> [Given problem]: Will you copy out every line of the data between the lines holding "Expected: one point per instance of the silver" and "[[314, 226]]", inclusive, requests and all, with each point coordinate in the answers shifted up by 82?

> [Dataset]:
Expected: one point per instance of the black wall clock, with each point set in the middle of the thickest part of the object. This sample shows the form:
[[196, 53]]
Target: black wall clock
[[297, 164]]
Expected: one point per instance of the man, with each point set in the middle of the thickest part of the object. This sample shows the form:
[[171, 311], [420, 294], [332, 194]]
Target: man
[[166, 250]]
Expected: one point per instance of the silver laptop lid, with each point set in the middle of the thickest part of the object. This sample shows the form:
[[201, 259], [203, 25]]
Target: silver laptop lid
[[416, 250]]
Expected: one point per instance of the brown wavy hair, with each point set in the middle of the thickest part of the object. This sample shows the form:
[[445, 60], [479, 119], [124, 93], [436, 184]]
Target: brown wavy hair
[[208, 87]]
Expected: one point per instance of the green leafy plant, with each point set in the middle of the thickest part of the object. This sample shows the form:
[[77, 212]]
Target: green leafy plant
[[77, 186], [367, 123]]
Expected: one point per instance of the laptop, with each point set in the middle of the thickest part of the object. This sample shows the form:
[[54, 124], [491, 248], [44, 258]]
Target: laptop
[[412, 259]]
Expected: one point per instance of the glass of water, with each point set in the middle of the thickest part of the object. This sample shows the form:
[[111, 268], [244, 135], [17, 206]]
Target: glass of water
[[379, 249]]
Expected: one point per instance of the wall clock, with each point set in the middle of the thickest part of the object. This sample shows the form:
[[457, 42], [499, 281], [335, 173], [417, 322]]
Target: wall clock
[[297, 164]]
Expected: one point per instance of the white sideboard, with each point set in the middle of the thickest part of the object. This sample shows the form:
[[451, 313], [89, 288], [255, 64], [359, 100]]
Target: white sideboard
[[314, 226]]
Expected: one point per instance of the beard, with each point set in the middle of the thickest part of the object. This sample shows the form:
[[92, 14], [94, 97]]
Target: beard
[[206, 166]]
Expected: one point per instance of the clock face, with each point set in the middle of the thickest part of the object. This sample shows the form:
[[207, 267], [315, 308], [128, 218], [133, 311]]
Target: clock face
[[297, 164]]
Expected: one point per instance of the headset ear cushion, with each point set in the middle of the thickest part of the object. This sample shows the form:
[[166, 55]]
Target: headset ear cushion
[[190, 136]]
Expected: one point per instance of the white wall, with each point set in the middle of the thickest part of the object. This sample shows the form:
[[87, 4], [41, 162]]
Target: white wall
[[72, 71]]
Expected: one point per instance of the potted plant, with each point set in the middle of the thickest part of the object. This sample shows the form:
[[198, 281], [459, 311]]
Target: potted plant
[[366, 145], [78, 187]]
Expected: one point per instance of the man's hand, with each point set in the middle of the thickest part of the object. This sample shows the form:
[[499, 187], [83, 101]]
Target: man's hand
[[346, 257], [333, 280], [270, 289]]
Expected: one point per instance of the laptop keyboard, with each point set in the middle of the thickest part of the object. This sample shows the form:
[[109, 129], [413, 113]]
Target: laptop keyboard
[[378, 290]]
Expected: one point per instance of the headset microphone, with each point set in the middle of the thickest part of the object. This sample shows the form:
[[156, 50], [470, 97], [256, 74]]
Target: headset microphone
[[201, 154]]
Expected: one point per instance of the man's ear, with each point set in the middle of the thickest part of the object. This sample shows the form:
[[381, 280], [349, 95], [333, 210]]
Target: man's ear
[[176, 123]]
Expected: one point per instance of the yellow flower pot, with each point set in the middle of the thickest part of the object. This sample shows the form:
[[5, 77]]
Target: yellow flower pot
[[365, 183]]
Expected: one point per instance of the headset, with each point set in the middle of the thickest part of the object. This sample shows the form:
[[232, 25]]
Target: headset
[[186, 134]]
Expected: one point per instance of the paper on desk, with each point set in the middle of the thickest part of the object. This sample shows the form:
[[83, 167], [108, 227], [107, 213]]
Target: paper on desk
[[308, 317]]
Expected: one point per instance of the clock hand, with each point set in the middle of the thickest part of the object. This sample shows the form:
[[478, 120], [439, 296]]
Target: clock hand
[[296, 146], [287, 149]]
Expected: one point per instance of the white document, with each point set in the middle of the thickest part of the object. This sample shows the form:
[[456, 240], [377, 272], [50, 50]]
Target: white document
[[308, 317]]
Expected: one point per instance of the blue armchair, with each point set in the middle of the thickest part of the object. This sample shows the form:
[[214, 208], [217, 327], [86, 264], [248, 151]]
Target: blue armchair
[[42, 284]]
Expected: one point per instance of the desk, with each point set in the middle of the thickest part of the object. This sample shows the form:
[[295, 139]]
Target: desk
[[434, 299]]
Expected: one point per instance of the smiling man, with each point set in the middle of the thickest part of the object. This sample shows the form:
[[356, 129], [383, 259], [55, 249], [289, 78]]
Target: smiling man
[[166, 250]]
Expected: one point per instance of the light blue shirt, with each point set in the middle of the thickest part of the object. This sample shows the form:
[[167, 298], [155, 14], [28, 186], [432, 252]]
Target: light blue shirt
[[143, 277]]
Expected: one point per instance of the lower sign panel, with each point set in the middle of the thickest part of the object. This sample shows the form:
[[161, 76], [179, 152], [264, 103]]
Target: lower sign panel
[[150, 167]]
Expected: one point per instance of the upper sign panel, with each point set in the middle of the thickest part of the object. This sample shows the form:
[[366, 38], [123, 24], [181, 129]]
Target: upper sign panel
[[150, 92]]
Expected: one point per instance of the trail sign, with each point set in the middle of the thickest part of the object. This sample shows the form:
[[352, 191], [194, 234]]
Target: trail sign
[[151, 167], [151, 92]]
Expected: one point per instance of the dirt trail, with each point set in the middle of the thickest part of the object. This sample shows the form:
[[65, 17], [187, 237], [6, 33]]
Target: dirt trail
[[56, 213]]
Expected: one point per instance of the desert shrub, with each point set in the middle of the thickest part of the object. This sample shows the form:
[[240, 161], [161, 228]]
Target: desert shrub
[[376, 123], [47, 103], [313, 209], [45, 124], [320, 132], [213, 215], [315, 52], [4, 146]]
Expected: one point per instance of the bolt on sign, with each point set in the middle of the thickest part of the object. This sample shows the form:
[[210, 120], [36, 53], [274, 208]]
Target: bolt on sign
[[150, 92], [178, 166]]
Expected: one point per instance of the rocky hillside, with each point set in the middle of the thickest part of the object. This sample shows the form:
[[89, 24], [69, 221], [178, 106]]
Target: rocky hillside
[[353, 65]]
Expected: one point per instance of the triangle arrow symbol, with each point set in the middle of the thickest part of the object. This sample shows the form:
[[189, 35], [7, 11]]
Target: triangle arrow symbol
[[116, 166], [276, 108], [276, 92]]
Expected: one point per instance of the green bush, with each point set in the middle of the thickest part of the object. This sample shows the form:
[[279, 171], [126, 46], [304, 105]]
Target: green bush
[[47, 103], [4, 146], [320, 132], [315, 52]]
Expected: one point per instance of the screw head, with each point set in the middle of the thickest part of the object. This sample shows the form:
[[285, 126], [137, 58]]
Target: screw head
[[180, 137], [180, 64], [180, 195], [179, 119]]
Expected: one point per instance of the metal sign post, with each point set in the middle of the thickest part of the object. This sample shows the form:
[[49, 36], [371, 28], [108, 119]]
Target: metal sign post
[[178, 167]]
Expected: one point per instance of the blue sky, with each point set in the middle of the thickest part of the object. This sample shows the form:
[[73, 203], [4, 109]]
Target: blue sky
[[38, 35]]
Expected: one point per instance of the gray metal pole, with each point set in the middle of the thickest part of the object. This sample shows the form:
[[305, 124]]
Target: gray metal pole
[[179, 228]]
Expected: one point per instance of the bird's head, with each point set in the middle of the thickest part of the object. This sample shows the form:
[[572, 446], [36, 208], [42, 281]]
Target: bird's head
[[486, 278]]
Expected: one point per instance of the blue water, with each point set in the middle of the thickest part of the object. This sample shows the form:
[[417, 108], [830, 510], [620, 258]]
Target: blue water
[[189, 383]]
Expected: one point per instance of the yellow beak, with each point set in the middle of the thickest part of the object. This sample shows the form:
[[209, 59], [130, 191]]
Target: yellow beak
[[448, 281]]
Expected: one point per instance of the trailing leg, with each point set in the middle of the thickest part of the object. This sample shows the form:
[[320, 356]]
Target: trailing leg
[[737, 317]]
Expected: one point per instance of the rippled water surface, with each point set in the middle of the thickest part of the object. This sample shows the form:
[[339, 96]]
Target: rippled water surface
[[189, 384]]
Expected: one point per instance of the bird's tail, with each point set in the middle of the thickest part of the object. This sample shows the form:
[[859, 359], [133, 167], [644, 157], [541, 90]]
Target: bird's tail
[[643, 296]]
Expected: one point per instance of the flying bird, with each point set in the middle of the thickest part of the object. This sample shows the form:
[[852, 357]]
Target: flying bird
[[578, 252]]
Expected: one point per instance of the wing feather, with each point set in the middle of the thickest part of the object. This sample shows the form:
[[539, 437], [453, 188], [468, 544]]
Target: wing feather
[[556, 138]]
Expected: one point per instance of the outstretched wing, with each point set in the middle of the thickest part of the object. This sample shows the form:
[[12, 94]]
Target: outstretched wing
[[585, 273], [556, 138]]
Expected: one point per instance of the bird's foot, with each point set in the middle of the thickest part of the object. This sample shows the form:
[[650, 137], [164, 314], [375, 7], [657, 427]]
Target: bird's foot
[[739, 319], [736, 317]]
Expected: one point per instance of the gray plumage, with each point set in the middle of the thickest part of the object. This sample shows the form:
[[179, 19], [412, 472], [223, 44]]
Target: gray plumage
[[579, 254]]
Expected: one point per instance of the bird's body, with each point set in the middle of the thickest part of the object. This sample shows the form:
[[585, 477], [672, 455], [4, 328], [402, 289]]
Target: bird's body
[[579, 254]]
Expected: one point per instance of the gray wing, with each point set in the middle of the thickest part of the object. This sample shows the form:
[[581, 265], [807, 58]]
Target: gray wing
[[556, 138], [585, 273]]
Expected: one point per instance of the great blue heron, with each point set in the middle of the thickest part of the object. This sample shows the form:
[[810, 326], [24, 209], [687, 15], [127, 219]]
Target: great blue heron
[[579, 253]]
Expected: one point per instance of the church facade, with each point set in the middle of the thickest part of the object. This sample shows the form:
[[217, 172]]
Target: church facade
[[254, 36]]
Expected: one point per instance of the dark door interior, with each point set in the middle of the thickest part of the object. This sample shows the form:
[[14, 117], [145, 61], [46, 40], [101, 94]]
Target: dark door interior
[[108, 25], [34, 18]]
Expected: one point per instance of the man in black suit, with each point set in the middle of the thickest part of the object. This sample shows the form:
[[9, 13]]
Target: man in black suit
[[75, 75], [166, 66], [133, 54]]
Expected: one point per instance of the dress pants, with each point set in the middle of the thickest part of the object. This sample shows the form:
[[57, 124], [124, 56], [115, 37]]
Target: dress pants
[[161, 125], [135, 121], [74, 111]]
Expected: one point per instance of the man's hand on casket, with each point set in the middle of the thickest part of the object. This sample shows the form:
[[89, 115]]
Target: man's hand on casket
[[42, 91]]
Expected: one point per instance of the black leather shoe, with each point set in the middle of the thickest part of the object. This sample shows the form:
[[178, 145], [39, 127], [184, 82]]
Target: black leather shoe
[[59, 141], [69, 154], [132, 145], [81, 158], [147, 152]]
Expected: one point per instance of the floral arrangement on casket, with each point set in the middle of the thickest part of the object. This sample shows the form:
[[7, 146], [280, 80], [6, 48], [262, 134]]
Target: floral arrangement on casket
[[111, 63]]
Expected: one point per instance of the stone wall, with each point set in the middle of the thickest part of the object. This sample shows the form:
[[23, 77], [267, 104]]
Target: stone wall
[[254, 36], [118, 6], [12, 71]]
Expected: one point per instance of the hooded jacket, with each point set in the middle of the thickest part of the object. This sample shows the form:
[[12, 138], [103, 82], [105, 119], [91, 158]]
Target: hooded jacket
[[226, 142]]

> [Expected answer]:
Expected: one point per instance of the silver laptop lid, with each point set in the middle of the thickest part of the object. This sample shows the form:
[[201, 259], [203, 25]]
Target: silver laptop lid
[[498, 332]]
Expected: one point per instance of the brown wavy hair, with each point set in the middle of the thickest part of the object. This sample shows the form:
[[445, 60], [479, 119], [124, 93], [436, 184]]
Target: brown wavy hair
[[290, 169]]
Expected: one point per instance of the green leafy plant, with each point set in the middle of the thickest part of the object. This sample shows the form:
[[77, 212]]
Target: green leafy plant
[[159, 268], [449, 205]]
Expected: one point per instance of the laptop, with each point set in the middle of the thickest part of the object. This sample shows the form:
[[54, 124], [491, 248], [44, 258]]
Target: laptop
[[494, 341]]
Expected: one point per instance of the glass of water, with each point set in the middle of the thickest part of the object. This sample shows the form:
[[111, 268], [244, 135], [17, 206]]
Target: glass of water
[[461, 331]]
Expected: one point per instance of the wall clock, with each point set in the middle of the thickest part of the object. This sample shows the form:
[[457, 42], [499, 281], [335, 173], [417, 322]]
Target: wall clock
[[379, 246]]
Expected: one point per instance of the white sideboard, with each point set in the middle of the thickest part of the object. This sample shows the form:
[[451, 313], [89, 288], [255, 64], [359, 100]]
Target: white sideboard
[[396, 308]]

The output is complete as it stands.